**The task**
Return the exact lines spanning from the line with "the orange life" through the last line of the entries, boundaries included, and no others.

— start Information supplied —

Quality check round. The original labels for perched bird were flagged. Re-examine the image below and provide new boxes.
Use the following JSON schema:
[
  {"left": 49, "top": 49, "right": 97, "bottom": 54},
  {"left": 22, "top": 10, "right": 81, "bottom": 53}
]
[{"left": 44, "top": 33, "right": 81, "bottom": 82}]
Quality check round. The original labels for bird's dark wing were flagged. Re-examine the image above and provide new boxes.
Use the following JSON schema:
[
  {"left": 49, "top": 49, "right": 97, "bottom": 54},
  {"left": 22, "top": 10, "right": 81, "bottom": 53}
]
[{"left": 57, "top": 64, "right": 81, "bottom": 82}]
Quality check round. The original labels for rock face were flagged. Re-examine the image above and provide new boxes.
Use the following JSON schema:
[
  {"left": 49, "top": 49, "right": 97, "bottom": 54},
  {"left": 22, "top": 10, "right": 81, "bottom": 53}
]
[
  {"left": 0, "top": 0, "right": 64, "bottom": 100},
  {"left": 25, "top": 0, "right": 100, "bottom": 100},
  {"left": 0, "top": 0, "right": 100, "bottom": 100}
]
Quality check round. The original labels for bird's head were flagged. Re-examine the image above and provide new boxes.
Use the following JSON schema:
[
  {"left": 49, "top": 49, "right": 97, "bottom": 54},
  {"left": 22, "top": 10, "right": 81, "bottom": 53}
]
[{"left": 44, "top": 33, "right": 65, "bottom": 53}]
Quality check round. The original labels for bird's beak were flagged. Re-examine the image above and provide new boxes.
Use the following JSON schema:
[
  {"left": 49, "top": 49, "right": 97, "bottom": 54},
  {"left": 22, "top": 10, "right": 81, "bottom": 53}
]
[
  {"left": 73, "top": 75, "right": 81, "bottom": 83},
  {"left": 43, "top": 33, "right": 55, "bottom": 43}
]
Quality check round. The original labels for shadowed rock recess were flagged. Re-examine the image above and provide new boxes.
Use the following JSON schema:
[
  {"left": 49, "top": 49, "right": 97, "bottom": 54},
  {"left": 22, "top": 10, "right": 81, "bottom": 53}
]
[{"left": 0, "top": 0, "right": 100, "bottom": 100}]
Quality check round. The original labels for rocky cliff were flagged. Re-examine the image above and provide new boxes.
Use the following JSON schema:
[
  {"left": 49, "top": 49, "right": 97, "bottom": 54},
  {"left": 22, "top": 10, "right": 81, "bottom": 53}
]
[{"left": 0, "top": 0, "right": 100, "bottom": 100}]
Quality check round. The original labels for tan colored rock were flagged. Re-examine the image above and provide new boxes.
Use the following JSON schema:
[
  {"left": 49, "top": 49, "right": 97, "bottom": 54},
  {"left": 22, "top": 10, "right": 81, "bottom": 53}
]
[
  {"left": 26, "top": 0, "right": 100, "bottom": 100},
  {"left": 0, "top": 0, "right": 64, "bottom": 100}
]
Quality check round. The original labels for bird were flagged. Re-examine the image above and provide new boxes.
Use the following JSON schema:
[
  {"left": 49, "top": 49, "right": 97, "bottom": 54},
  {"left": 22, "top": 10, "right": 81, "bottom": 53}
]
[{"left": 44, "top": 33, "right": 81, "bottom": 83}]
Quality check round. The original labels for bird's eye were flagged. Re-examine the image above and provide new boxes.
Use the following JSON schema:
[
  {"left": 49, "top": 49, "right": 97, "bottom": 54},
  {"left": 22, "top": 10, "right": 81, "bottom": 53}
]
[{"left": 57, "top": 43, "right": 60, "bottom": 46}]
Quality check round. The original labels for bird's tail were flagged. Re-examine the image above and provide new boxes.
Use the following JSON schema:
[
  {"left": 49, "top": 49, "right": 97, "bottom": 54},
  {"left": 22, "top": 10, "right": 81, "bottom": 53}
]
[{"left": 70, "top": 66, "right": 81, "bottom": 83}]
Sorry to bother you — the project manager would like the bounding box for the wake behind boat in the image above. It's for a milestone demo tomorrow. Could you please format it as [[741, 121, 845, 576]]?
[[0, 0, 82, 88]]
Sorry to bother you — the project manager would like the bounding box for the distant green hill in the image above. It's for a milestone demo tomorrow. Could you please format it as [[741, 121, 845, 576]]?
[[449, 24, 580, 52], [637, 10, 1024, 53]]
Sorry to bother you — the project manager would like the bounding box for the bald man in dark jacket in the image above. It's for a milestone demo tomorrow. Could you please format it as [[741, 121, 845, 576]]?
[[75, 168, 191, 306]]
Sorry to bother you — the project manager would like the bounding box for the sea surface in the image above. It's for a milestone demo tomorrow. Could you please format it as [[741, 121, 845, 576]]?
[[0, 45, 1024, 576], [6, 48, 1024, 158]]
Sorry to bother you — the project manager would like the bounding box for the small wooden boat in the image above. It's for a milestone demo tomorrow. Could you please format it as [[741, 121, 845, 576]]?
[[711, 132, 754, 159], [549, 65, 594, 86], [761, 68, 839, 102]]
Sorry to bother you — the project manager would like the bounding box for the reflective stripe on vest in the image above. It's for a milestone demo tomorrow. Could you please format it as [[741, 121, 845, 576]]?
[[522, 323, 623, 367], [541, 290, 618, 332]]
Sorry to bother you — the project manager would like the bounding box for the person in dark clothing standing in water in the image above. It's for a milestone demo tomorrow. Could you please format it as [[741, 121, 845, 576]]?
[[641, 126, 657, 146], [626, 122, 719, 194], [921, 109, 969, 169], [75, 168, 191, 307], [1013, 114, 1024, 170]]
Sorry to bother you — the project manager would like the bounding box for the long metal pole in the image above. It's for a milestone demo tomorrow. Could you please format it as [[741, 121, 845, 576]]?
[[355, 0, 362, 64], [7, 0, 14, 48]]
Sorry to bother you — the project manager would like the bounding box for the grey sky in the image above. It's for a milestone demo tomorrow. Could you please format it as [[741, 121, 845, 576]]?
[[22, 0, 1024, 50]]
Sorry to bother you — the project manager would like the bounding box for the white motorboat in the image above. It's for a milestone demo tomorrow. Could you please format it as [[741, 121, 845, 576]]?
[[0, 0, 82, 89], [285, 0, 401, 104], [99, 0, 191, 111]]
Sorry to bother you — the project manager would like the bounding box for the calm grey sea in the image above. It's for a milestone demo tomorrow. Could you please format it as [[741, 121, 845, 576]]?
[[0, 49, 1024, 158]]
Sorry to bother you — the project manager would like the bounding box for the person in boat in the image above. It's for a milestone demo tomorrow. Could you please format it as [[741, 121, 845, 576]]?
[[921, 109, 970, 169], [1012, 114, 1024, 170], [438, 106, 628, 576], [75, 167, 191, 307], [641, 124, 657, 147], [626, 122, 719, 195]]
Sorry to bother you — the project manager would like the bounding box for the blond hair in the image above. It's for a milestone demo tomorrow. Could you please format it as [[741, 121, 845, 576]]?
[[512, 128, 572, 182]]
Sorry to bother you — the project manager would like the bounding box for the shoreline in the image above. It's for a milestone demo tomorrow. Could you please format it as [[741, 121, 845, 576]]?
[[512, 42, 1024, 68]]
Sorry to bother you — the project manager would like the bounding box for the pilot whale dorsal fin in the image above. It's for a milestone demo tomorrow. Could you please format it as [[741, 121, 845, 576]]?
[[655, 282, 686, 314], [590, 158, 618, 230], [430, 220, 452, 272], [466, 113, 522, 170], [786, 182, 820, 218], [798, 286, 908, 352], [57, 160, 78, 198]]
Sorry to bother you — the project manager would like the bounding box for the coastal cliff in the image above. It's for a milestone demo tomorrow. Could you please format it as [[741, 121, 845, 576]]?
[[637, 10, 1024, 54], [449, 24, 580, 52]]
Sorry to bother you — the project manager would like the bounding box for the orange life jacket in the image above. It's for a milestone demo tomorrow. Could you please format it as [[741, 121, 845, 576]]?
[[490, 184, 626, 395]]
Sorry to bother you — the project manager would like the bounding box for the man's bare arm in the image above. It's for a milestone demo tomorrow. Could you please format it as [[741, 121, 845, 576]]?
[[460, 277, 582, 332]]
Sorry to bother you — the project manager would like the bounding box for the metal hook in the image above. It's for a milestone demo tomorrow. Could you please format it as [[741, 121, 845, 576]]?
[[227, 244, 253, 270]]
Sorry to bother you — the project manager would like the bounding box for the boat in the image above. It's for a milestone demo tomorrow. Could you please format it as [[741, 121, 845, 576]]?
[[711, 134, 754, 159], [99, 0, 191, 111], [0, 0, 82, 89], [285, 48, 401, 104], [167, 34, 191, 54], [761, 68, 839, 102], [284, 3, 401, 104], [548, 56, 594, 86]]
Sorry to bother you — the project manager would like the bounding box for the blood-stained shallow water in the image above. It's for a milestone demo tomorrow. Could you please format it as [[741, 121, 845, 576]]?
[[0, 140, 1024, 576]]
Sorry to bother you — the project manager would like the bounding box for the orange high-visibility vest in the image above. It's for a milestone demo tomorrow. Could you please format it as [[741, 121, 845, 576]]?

— end Information supplied —

**Solution to this problem**
Sorry to bother you — the project manager would like the bounding box for the orange life jacket in the image above. It's for a milestone demo tomorrow. Could you please format it as [[741, 121, 845, 576]]?
[[490, 184, 626, 395]]
Sorry to bother you — the project manager would like the bounding box for the man's bare arm in the image above. It's for a milestone demo tomorrow. Could you please format it as [[741, 121, 845, 576]]?
[[460, 277, 582, 332]]
Sorry to bother you — the project manager would like the bounding box for the metal hook in the image above. It's for a milestone demo tomorrow. Could you please format it as [[741, 121, 845, 576]]?
[[227, 244, 253, 270]]
Sorry to bother you — the project manager would like the bounding box for the boat in the image above. It's for a milestone demo tomorrow. Could you please format it as [[741, 121, 845, 576]]?
[[711, 134, 754, 159], [99, 0, 191, 111], [0, 0, 82, 89], [285, 48, 401, 104], [167, 34, 191, 54], [761, 68, 839, 102], [284, 3, 401, 104], [548, 56, 594, 86]]
Sorry to bother you — the project manager would like the bounding box for the blood-stained shallow water in the image above. It's for a milestone demo tomorrow. Could you please format it as [[741, 121, 845, 576]]?
[[0, 140, 1024, 576]]
Sorry to bother you — the project manager would like the bounding box for the orange high-visibility vest in the image above. It's for a milestone demo tomorrow. Could you please format it as [[741, 121, 845, 576]]?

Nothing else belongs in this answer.